***** Extract to read

However, she also told the Senate that they should “genuinely consider” the TEDx representatives’ argument when deciding whether to change the funding amount.
Senator Jannis Stoeter, a junior, proposed an amendment to add $2,000 for filming to the SOFC legislation because TEDx’s requirements made the funding necessary.
“If we want this group to exist, we need to give this group the $2,000 today,” he said.
However, Senator Shreyas Hallur, a first-year, argued that the Senate should only fund part of the request.
“We’re setting a precedent here,” he said, noting that other groups could make similar requests if they failed to secure event funding far enough in advance.
The Senate approved the amendment in a divided voice vote.
After the meeting, Stoeter told The Chronicle that he doesn’t think the vote should set a precedent for other groups in need of funding.

**********
***** Entries provided

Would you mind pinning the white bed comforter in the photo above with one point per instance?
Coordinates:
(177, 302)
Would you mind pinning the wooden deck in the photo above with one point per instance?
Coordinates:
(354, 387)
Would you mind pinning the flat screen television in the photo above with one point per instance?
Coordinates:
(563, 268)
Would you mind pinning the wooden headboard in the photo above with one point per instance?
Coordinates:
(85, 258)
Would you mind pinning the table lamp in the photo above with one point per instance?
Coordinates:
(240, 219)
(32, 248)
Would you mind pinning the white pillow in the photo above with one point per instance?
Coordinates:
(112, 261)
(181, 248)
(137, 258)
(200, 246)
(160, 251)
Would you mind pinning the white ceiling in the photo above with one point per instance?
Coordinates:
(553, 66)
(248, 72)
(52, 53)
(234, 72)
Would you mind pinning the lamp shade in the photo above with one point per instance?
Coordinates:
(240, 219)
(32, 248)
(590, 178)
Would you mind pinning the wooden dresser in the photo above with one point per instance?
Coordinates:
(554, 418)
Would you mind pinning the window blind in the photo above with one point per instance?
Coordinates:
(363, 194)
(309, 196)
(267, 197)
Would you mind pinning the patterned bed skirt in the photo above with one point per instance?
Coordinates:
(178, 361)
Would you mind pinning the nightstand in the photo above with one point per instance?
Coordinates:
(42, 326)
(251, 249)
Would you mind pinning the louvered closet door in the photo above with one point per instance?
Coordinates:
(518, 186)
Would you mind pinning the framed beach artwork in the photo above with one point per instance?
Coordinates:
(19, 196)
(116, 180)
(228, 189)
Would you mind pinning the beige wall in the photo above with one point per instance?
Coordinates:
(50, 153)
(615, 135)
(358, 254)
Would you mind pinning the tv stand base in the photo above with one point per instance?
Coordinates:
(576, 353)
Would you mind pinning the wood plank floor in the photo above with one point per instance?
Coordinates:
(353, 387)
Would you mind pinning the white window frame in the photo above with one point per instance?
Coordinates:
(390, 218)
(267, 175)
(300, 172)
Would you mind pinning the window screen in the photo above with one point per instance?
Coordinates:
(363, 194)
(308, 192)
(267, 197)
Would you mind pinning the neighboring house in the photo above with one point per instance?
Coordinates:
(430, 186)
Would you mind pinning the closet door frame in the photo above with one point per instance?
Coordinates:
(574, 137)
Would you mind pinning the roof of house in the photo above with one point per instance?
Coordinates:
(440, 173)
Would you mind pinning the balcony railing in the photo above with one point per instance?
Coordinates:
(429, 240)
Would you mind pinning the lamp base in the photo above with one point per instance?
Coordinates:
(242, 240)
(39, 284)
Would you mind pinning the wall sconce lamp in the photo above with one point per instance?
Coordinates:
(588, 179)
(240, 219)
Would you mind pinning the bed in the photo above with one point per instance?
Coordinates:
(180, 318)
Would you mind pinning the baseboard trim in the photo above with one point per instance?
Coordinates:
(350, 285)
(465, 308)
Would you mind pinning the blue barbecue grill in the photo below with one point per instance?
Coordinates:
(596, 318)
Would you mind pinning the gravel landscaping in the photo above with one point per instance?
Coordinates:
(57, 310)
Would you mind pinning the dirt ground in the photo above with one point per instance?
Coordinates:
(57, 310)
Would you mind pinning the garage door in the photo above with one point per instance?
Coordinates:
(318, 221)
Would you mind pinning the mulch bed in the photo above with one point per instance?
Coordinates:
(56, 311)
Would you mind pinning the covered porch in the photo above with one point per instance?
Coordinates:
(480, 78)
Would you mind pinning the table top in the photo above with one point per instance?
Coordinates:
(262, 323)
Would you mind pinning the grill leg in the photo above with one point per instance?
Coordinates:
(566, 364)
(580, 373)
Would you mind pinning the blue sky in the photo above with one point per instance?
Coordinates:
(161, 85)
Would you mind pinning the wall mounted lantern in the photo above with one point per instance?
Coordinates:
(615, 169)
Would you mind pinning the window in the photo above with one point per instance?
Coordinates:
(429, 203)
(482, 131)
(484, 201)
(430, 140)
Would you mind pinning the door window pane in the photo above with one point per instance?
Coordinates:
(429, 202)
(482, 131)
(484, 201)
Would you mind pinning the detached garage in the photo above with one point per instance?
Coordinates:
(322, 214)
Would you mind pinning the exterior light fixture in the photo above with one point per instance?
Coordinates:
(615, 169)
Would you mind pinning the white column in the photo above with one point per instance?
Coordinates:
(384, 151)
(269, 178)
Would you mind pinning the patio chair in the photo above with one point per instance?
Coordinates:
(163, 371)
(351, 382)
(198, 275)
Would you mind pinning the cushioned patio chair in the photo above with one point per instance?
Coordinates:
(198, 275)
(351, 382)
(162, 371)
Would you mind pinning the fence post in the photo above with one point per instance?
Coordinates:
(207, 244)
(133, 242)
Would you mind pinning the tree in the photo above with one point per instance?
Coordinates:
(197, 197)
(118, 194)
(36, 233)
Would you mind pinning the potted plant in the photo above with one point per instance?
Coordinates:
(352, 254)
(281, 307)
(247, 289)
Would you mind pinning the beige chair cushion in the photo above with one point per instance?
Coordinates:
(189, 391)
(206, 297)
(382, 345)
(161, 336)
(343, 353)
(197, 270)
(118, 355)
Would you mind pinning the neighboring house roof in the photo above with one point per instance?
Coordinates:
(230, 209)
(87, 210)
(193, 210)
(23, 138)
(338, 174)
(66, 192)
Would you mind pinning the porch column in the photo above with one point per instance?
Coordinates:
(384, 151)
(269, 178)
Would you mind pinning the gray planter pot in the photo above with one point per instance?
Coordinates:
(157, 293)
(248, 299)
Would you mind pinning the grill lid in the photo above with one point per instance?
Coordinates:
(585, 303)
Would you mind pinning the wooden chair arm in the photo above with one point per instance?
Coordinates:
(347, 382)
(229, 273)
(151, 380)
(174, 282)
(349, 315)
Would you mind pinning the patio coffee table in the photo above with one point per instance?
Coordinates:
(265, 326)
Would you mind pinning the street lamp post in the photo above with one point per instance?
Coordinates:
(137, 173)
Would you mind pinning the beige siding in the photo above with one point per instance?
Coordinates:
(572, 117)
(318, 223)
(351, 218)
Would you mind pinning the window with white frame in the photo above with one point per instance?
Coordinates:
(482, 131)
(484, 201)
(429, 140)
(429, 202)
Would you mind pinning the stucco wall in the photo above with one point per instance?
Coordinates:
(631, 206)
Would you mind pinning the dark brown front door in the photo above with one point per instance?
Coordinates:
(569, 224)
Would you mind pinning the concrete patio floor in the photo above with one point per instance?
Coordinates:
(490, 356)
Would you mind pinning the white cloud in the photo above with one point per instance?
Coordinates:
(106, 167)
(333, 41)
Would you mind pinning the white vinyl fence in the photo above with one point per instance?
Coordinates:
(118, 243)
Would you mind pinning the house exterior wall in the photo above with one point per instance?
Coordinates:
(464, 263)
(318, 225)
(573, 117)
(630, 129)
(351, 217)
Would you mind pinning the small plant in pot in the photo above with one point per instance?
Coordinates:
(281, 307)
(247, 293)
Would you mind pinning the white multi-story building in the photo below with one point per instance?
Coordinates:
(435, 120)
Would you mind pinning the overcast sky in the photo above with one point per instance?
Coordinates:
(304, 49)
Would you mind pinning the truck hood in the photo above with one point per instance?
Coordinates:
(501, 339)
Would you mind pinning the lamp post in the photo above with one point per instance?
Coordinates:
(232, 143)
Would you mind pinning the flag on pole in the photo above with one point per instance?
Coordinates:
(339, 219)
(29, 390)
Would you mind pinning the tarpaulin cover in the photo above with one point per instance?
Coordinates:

**********

Continue the article about the Senate vote on TEDx filming funds from the point where it stops.

“It was done for TEDx to comply with the larger organization that requires them to have videography present for them to hold the event,” he said of the funding amendment.
In other business
The Senate also approved $5,409 in funding for the Chinese Student Association’s Duke China-U.S. Summit, for a total of $13,659 in SOFC funding. The body approved the charter of Team One Love at Duke, which aims to “empower Duke students to take action in the movement to end intimate partner violence.”
The Senate approved a budgetary statute to provide $200 to the Duke Prison Education Project’s spring letter-writing campaign.